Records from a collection
------------------------------

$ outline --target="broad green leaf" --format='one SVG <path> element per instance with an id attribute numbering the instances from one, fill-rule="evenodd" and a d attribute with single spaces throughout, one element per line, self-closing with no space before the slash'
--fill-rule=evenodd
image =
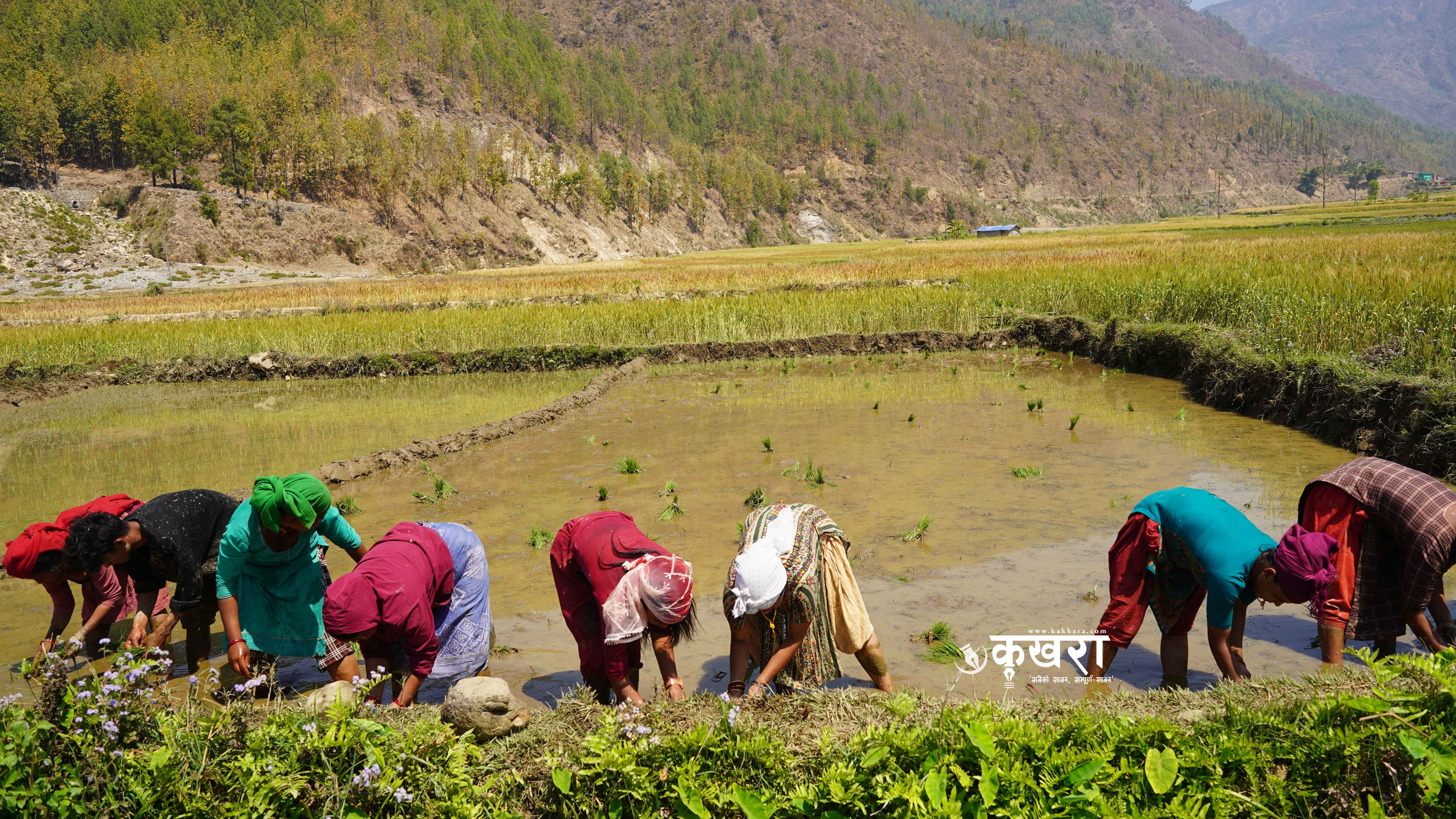
<path id="1" fill-rule="evenodd" d="M 939 810 L 941 804 L 945 802 L 945 772 L 930 771 L 925 777 L 925 797 L 930 803 L 930 807 Z"/>
<path id="2" fill-rule="evenodd" d="M 1072 783 L 1072 787 L 1082 786 L 1095 777 L 1096 772 L 1102 770 L 1104 764 L 1107 764 L 1107 759 L 1089 759 L 1082 762 L 1076 768 L 1072 768 L 1072 772 L 1067 774 L 1067 781 Z"/>
<path id="3" fill-rule="evenodd" d="M 778 810 L 770 804 L 764 804 L 759 799 L 759 794 L 743 786 L 732 786 L 732 800 L 738 803 L 738 809 L 747 819 L 770 819 L 773 812 Z"/>
<path id="4" fill-rule="evenodd" d="M 1172 748 L 1147 749 L 1147 759 L 1143 762 L 1143 772 L 1147 774 L 1147 784 L 1153 793 L 1168 793 L 1178 778 L 1178 755 Z"/>
<path id="5" fill-rule="evenodd" d="M 971 739 L 971 745 L 977 748 L 986 756 L 996 755 L 996 738 L 992 732 L 986 730 L 986 726 L 977 722 L 968 722 L 961 726 L 965 730 L 965 736 Z"/>
<path id="6" fill-rule="evenodd" d="M 172 759 L 170 748 L 166 746 L 157 748 L 156 751 L 151 752 L 151 770 L 153 771 L 162 770 L 170 759 Z"/>
<path id="7" fill-rule="evenodd" d="M 996 803 L 996 791 L 1000 790 L 1000 774 L 996 772 L 996 767 L 981 759 L 981 802 L 986 804 Z"/>
<path id="8" fill-rule="evenodd" d="M 556 783 L 561 793 L 571 793 L 571 771 L 566 768 L 552 768 L 550 781 Z"/>
<path id="9" fill-rule="evenodd" d="M 1401 745 L 1411 752 L 1411 756 L 1417 759 L 1425 759 L 1425 754 L 1430 751 L 1425 748 L 1425 742 L 1421 738 L 1411 735 L 1409 732 L 1401 732 Z"/>
<path id="10" fill-rule="evenodd" d="M 697 788 L 683 780 L 677 780 L 677 815 L 684 819 L 692 819 L 693 816 L 697 819 L 712 819 L 708 807 L 703 806 L 703 797 L 697 793 Z"/>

------------------------------

Task brief: Turn every line of the rows above into a Markdown table with two columns, "No." for the row number and "Text" for the line, skipping any blank lines. Leave the pictures out of the answer.

Response below:
| No. | Text |
|---|---|
| 1 | $ outline --target="broad green leaf" --format='one SVG <path> element per instance with an id attribute numbering the instances from one, fill-rule="evenodd" and a d attribute with single spaces throughout, one element per line, self-closing with no space before the slash' |
| 2 | --fill-rule=evenodd |
| 3 | image = |
| 4 | <path id="1" fill-rule="evenodd" d="M 939 810 L 941 804 L 945 802 L 945 772 L 930 771 L 925 777 L 925 797 L 930 803 L 930 807 Z"/> |
| 5 | <path id="2" fill-rule="evenodd" d="M 1072 783 L 1072 787 L 1082 786 L 1095 777 L 1096 772 L 1102 770 L 1104 764 L 1107 764 L 1107 759 L 1089 759 L 1082 762 L 1076 768 L 1072 768 L 1072 772 L 1067 774 L 1067 781 Z"/> |
| 6 | <path id="3" fill-rule="evenodd" d="M 778 810 L 770 804 L 764 804 L 759 799 L 759 794 L 743 786 L 732 786 L 732 800 L 738 803 L 738 809 L 747 819 L 770 819 L 773 812 Z"/> |
| 7 | <path id="4" fill-rule="evenodd" d="M 1172 748 L 1147 749 L 1147 759 L 1143 762 L 1143 772 L 1147 774 L 1147 784 L 1153 793 L 1168 793 L 1178 778 L 1178 755 Z"/> |
| 8 | <path id="5" fill-rule="evenodd" d="M 971 739 L 971 745 L 977 748 L 986 756 L 996 755 L 996 738 L 992 732 L 986 730 L 986 726 L 977 722 L 968 722 L 961 726 L 965 730 L 965 736 Z"/> |
| 9 | <path id="6" fill-rule="evenodd" d="M 172 759 L 170 748 L 166 746 L 157 748 L 156 751 L 151 752 L 151 770 L 153 771 L 162 770 L 170 759 Z"/> |
| 10 | <path id="7" fill-rule="evenodd" d="M 996 803 L 996 791 L 1000 790 L 1000 774 L 996 772 L 996 767 L 981 759 L 981 802 L 986 804 Z"/> |
| 11 | <path id="8" fill-rule="evenodd" d="M 556 783 L 561 793 L 571 793 L 571 771 L 566 768 L 552 768 L 550 781 Z"/> |
| 12 | <path id="9" fill-rule="evenodd" d="M 1401 745 L 1411 752 L 1411 756 L 1417 759 L 1425 759 L 1425 754 L 1430 751 L 1425 748 L 1425 742 L 1421 738 L 1411 735 L 1409 732 L 1401 732 Z"/> |
| 13 | <path id="10" fill-rule="evenodd" d="M 697 788 L 683 780 L 677 780 L 677 815 L 684 819 L 692 819 L 693 816 L 697 819 L 712 819 L 708 807 L 703 806 L 703 797 L 697 793 Z"/> |